[Point-per-instance localization data]
□ □ □ □ □

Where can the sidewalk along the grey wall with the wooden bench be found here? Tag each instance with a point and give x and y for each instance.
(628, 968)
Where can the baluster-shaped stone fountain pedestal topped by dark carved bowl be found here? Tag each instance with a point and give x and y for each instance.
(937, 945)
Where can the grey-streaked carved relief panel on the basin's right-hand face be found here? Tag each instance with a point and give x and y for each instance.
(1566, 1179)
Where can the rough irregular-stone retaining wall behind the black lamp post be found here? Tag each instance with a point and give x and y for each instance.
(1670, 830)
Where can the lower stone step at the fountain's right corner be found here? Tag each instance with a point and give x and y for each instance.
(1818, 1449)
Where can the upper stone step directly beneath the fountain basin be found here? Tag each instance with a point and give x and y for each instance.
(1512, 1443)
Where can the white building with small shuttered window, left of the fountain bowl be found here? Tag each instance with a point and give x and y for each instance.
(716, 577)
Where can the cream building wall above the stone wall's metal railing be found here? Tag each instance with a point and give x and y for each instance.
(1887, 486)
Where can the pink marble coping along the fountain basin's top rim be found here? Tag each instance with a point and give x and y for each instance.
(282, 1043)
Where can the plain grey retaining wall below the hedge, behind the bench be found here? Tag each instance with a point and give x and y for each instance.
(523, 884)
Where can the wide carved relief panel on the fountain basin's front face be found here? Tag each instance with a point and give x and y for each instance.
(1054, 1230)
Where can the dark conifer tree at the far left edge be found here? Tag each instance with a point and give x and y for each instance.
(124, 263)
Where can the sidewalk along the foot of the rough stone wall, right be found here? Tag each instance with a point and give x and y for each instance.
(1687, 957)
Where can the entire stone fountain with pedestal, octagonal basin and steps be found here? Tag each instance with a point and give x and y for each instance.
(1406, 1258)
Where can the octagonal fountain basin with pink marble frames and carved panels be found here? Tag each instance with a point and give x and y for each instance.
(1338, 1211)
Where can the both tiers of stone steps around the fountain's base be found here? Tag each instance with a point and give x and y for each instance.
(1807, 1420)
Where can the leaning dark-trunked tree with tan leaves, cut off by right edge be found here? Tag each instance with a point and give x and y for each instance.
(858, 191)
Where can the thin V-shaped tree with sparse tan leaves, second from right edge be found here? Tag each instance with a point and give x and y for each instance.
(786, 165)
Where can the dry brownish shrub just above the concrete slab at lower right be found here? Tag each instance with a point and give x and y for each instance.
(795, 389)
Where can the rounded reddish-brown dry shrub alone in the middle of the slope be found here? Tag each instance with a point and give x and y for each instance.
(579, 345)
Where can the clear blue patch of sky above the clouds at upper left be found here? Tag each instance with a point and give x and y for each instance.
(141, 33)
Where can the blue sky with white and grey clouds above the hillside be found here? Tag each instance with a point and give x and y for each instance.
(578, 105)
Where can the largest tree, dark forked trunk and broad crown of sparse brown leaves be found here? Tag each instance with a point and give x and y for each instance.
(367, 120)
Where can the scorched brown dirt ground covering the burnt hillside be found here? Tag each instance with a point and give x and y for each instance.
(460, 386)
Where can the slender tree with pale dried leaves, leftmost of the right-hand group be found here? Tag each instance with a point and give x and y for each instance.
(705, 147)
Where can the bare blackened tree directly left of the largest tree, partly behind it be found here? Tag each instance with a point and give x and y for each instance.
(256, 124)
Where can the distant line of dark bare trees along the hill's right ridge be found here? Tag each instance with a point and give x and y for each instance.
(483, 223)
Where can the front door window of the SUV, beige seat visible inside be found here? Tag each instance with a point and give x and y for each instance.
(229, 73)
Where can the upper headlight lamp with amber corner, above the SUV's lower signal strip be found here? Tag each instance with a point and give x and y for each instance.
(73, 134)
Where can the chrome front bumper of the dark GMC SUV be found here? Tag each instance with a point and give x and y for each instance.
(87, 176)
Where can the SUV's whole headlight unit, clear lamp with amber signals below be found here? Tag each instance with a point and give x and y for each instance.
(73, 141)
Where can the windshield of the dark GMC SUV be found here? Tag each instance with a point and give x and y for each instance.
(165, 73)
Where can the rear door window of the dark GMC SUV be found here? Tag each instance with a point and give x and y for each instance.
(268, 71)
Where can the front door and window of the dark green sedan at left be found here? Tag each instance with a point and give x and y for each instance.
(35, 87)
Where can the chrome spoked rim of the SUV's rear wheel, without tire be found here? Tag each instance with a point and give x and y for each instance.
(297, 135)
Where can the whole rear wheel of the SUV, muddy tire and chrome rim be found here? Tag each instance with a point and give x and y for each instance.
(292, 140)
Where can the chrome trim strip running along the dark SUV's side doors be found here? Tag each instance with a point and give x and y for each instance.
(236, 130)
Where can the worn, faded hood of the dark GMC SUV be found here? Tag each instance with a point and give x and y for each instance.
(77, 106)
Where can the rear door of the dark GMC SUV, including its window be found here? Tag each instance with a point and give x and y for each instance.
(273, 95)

□ □ □ □ □

- [Exercise prompt]: Write out an exact copy of every record shown above.

- [Result of this exercise]:
Where can the sidewalk along the grey wall with the wooden bench be found here? Tag each instance with a point and give x and y for each instance.
(628, 968)
Where can the baluster-shaped stone fountain pedestal topped by dark carved bowl be found here? Tag each instance with a point and give x and y for each instance.
(937, 945)
Where can the grey-streaked carved relief panel on the basin's right-hand face be found here? Tag each instance with a point and give x and y for each instance.
(1566, 1179)
Where can the rough irregular-stone retaining wall behind the black lamp post be found here? Tag each instance with a point and give x and y for each instance.
(1670, 830)
Where can the lower stone step at the fountain's right corner be found here? Tag each instance with a point and give x and y for each instance.
(1818, 1449)
Where can the upper stone step directly beneath the fountain basin be found here? Tag each instance with a point and give x and y for each instance.
(1512, 1443)
Where can the white building with small shuttered window, left of the fountain bowl be found here? Tag each instance with a point and give x and y for each instance.
(716, 577)
Where can the cream building wall above the stone wall's metal railing be found here? Tag each instance with a point and give x and y for each instance.
(1887, 486)
Where can the pink marble coping along the fountain basin's top rim be found here? Tag each instance with a point and give x and y for each instance.
(282, 1043)
Where can the plain grey retaining wall below the hedge, behind the bench be found here? Tag each instance with a point and give x and y for each instance.
(523, 884)
Where can the wide carved relief panel on the fountain basin's front face be found here? Tag each instance with a point and give x and y for each instance.
(1054, 1230)
Where can the dark conifer tree at the far left edge be found here? Tag each instance with a point and give x and y for each instance.
(124, 263)
Where can the sidewalk along the foot of the rough stone wall, right be found here? Tag each instance with a point and give x and y for each instance.
(1687, 957)
Where can the entire stone fountain with pedestal, octagonal basin and steps be found here? Tag each instance with a point and give x and y for each instance.
(1406, 1258)
Where can the octagonal fountain basin with pink marble frames and carved panels be found here? Tag each instance with a point and give x and y for each instance.
(1338, 1211)
Where can the both tiers of stone steps around the fountain's base be found here? Tag each instance with a point and give x and y for each instance.
(1807, 1420)
Where can the leaning dark-trunked tree with tan leaves, cut off by right edge be found here? Tag each instance with a point and give x and y for each instance.
(858, 191)
Where can the thin V-shaped tree with sparse tan leaves, second from right edge be found here? Tag each instance with a point and give x and y for each instance.
(786, 165)
Where can the dry brownish shrub just above the concrete slab at lower right be found here? Tag each instance with a point and give x and y for each instance.
(795, 389)
Where can the rounded reddish-brown dry shrub alone in the middle of the slope be found here? Tag each instance with a point and give x and y for each instance.
(579, 345)
Where can the clear blue patch of sky above the clouds at upper left be found here? Tag each instance with a point and give x and y for each instance.
(141, 33)
Where can the blue sky with white and grey clouds above the hillside be found here? Tag each instance with a point and give x and y for each instance.
(578, 105)
Where can the largest tree, dark forked trunk and broad crown of sparse brown leaves be found here? Tag each instance with a point and give x and y for each instance.
(367, 120)
Where can the scorched brown dirt ground covering the burnt hillside be found here? Tag each instance with a point and give x and y for each instance.
(460, 386)
Where can the slender tree with pale dried leaves, leftmost of the right-hand group be found here? Tag each instance with a point and give x and y for each instance.
(705, 147)
Where can the bare blackened tree directly left of the largest tree, partly behind it be found here? Tag each instance with a point and give x and y for each instance.
(256, 124)
Where can the distant line of dark bare trees along the hill's right ridge be found here? Tag each instance with a point and give x and y for each instance.
(483, 223)
Where can the front door window of the SUV, beige seat visible inside be found here? Tag each instance with a point and give x and y for each instance.
(229, 73)
Where can the upper headlight lamp with amber corner, above the SUV's lower signal strip be found here? Tag each instance with a point and give x and y for each instance.
(73, 134)
Where can the chrome front bumper of the dark GMC SUV be found here? Tag each instance with a point and give x and y for each instance.
(87, 176)
Where can the SUV's whole headlight unit, clear lamp with amber signals below be found here? Tag each instance with a point and give x and y for each instance.
(73, 141)
Where can the windshield of the dark GMC SUV be found here? Tag each instance with a point and give x and y for each instance.
(165, 73)
Where can the rear door window of the dark GMC SUV be found here? Tag each instance with a point and give x and y for each instance.
(268, 71)
Where can the front door and window of the dark green sedan at left be found here? Tag each instance with a point and give x and y for each instance.
(35, 87)
Where can the chrome spoked rim of the SUV's rear wheel, without tire be found here? Tag each instance with a point and give x and y for each instance.
(297, 135)
Where can the whole rear wheel of the SUV, muddy tire and chrome rim be found here? Tag each instance with a point and give x and y for each instance.
(292, 140)
Where can the chrome trim strip running along the dark SUV's side doors be found here? Tag each instance with a point and give x and y for each instance.
(236, 130)
Where can the worn, faded hood of the dark GMC SUV be found here? Tag each instance with a point and give x and y for each instance.
(77, 106)
Where can the rear door of the dark GMC SUV, including its window be found here? Tag each instance with a point and give x and y for each instance.
(273, 95)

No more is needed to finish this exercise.